**Problem details**
Please write out every line of the rows below as a numbered list, skipping blank lines and leaving the pictures out of your answer.

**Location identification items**
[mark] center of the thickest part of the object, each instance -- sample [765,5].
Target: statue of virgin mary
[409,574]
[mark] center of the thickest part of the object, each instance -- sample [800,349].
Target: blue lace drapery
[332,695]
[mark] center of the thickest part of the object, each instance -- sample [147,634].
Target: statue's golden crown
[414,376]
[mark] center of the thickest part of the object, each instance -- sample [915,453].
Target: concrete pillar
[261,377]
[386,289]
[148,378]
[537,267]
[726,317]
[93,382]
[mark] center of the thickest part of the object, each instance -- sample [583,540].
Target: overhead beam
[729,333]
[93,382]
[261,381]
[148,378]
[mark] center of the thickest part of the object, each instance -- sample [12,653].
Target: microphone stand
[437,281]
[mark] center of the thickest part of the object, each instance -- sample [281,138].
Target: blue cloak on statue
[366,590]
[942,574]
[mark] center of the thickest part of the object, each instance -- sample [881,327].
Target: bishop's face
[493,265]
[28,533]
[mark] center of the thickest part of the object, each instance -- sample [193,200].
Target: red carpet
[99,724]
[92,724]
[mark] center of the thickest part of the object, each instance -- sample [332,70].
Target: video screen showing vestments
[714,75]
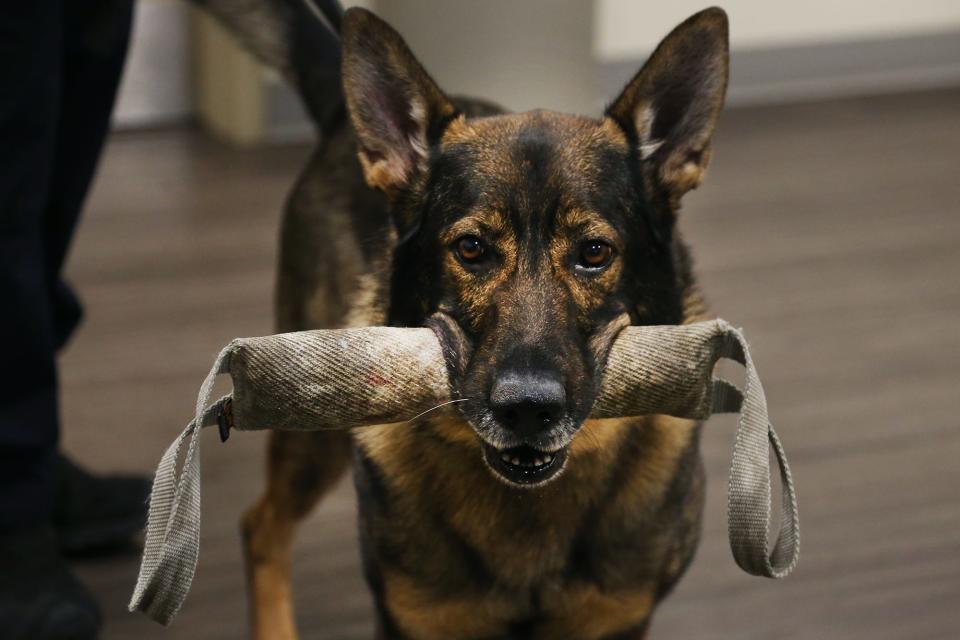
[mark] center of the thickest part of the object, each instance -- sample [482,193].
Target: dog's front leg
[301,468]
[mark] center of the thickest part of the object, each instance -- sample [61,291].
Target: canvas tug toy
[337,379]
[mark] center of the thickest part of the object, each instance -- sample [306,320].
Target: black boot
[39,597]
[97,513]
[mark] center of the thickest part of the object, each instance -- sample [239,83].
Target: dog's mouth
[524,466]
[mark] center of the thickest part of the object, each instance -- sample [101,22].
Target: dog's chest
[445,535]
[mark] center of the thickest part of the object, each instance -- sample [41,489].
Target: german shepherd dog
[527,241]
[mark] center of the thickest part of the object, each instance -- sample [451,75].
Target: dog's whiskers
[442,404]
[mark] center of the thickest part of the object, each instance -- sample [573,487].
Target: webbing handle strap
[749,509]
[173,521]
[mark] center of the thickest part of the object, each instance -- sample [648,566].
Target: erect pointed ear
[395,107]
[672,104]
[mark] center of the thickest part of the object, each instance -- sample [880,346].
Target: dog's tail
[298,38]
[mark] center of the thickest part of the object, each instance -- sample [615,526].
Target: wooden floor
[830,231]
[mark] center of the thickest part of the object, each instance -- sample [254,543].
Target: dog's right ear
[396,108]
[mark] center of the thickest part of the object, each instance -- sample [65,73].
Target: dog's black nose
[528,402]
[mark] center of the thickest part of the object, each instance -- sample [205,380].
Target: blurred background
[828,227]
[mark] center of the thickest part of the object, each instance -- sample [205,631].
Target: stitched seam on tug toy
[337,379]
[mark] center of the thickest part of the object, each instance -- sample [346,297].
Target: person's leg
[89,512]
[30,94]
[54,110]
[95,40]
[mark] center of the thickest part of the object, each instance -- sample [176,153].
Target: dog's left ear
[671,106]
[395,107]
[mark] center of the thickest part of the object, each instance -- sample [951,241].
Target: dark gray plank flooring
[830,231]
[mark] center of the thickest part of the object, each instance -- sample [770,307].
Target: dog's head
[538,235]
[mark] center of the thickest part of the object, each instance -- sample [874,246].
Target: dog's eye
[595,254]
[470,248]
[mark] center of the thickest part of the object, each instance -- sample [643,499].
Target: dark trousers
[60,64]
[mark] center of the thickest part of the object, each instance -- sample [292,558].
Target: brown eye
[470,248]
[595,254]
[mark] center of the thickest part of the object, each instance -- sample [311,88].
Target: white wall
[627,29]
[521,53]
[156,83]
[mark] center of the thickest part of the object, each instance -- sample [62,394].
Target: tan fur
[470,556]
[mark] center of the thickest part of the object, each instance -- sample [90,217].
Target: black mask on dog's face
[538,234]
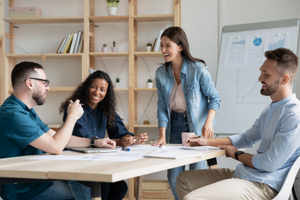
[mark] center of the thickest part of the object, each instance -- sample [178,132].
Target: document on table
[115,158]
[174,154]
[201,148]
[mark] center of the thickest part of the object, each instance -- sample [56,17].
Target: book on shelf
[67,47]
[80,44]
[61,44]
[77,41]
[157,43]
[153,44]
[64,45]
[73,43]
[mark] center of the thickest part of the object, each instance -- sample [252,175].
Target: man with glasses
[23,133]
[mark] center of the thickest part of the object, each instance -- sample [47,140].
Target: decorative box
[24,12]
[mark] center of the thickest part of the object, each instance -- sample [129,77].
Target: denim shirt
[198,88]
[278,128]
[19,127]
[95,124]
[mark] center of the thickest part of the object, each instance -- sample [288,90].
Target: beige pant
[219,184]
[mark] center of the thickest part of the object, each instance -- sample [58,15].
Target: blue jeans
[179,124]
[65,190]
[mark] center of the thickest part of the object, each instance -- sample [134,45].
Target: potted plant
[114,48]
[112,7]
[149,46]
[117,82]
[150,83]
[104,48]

**Problem solution**
1. [mark] center of the thickest part of the object, each instance -- sample [765,5].
2. Target: statue of virgin mary
3. [409,574]
4. [mark] center of the thickest part of the object, each instance -- sample [800,349].
5. Target: blue lace drapery
6. [332,695]
7. [mark] center of the thickest part of the object, each instance -- sample [147,634].
8. Target: statue's golden crown
9. [414,376]
10. [mark] center of the thickest part of the object, each instance -- sample [915,453].
11. Target: concrete pillar
12. [261,377]
13. [386,289]
14. [148,378]
15. [537,267]
16. [726,317]
17. [93,382]
18. [mark] center of the thickest part of the object, each instance -- sample [583,540].
19. Target: overhead beam
20. [729,333]
21. [93,382]
22. [261,381]
23. [148,378]
24. [mark] center of the thickest part of the object, each instance -- sample [12,653].
25. Target: microphone stand
26. [437,281]
27. [mark] center of the thickest part of the object, each instance -- sample [281,138].
28. Target: blue cloak on statue
29. [366,590]
30. [942,574]
31. [mark] center of the thickest part of the object, each instance -- sample [881,327].
32. Target: bishop's face
33. [493,265]
34. [28,533]
35. [mark] center of the thickest part of the object, each instance -- sample [193,200].
36. Target: red carpet
37. [99,724]
38. [92,724]
39. [mark] center of the thickest part of the object, each instance -- sample [332,70].
40. Target: video screen showing vestments
41. [714,75]
42. [mark] center of the thickest part of the object, each instance -- sample [482,193].
43. Target: dog's front leg
44. [301,468]
45. [mark] center of the thickest part of the object, each instance -- sample [61,291].
46. Target: canvas tug toy
47. [337,379]
48. [mark] center of the thickest part of the object, each instance -- sample [306,320].
49. Target: black boot
50. [39,597]
51. [97,513]
52. [mark] center of the thickest part of the object, each instance -- sample [239,83].
53. Target: dog's mouth
54. [524,466]
55. [mark] center of the thickest part of the object, each instance -- sample [101,22].
56. Target: dog's chest
57. [445,535]
58. [mark] center of the thickest part of the object, each instance -- sample [41,489].
59. Target: german shepherd dog
60. [527,241]
61. [mark] center of the thickest part of the object, each instance -- sample [451,75].
62. Target: dog's whiskers
63. [442,404]
64. [mark] center of the thickest part of the object, each instance -- sample [573,487].
65. Target: webbing handle strap
66. [749,509]
67. [173,521]
68. [mark] center of the thickest part of the object, each instance -- sample [648,566].
69. Target: erect pointed ear
70. [395,107]
71. [672,104]
72. [mark] center of the thickest part of the object, each instance -- sample [880,346].
73. Target: dog's tail
74. [298,38]
75. [mark] center of the thickest part of the object, each instance -- sample [615,526].
76. Target: wooden floor
77. [830,231]
78. [mark] center of the thickest part of the object, each instance -- sample [254,543].
79. Target: dog's right ear
80. [396,108]
81. [mark] center of the thickest part of the object, each instance -- sample [65,73].
82. Target: dog's black nose
83. [528,402]
84. [mark] center of the thickest part of the object, each instance -- sample [205,380].
85. Target: blurred background
86. [828,227]
87. [mark] center of the thickest part of the object, each instance -- sample [205,631].
88. Target: stitched seam on tug toy
89. [337,379]
90. [mark] center of the thickest part of the object, each instance -- sample [346,297].
91. Target: person's leg
92. [89,512]
93. [30,94]
94. [54,110]
95. [95,40]
96. [mark] center of the thickest part of the object, each instance -- sample [176,153].
97. Target: dog's left ear
98. [671,106]
99. [395,107]
100. [mark] center of the thickest part of the object, each instance -- sample [951,241].
101. Target: dark gray plank flooring
102. [830,231]
103. [mark] center of the thickest part of the object, each instance -- sample [770,307].
104. Target: dog's head
105. [538,235]
106. [mark] center of the thickest part of the object, each instance -- sample [874,246].
107. Target: dog's eye
108. [595,254]
109. [470,248]
110. [mark] center of the thickest part of the object, each instance -- sample [643,499].
111. Target: dark trousers
112. [60,64]
113. [mark] center of the thickest part of the object, each instance -- sample [292,558].
114. Target: brown eye
115. [470,248]
116. [595,254]
117. [mark] center of the thickest part of the object, each instance -- sample [311,88].
118. Target: white wall
119. [627,29]
120. [521,53]
121. [156,83]
122. [mark] center of the thickest part of the object, each instance -- sample [62,394].
123. Target: tan fur
124. [470,556]
125. [mark] center of the thickest part of the object, each instance -- sample [90,217].
126. Target: black mask on dog's face
127. [538,234]
128. [mark] center of the thickest part of the object, each instance -- sample [178,132].
129. Target: document on table
130. [115,158]
131. [174,154]
132. [201,148]
133. [mark] center of the thickest part of the object, each instance -- sample [56,17].
134. Target: book on shelf
135. [67,47]
136. [80,44]
137. [61,44]
138. [77,41]
139. [157,43]
140. [153,44]
141. [64,45]
142. [73,43]
143. [mark] center of the thickest part of the object, each instance -- sample [252,175].
144. Target: man with glasses
145. [23,133]
146. [mark] center of the thickest part of the object, each instance -- sample [47,140].
147. Target: decorative box
148. [24,12]
149. [mark] center of the thickest part of the object, each instance -- sample [129,77].
150. Target: denim shirt
151. [198,88]
152. [278,128]
153. [19,127]
154. [95,124]
155. [mark] center of the thickest part of the object, each instance -- sample [288,90].
156. Target: beige pant
157. [219,184]
158. [mark] center of the thickest part of the object, each instance -- sample [58,15].
159. Target: blue jeans
160. [179,124]
161. [65,190]
162. [mark] center of the thickest part of the object, each instance -- sample [134,45].
163. Target: potted plant
164. [114,48]
165. [112,7]
166. [149,46]
167. [117,82]
168. [150,83]
169. [104,48]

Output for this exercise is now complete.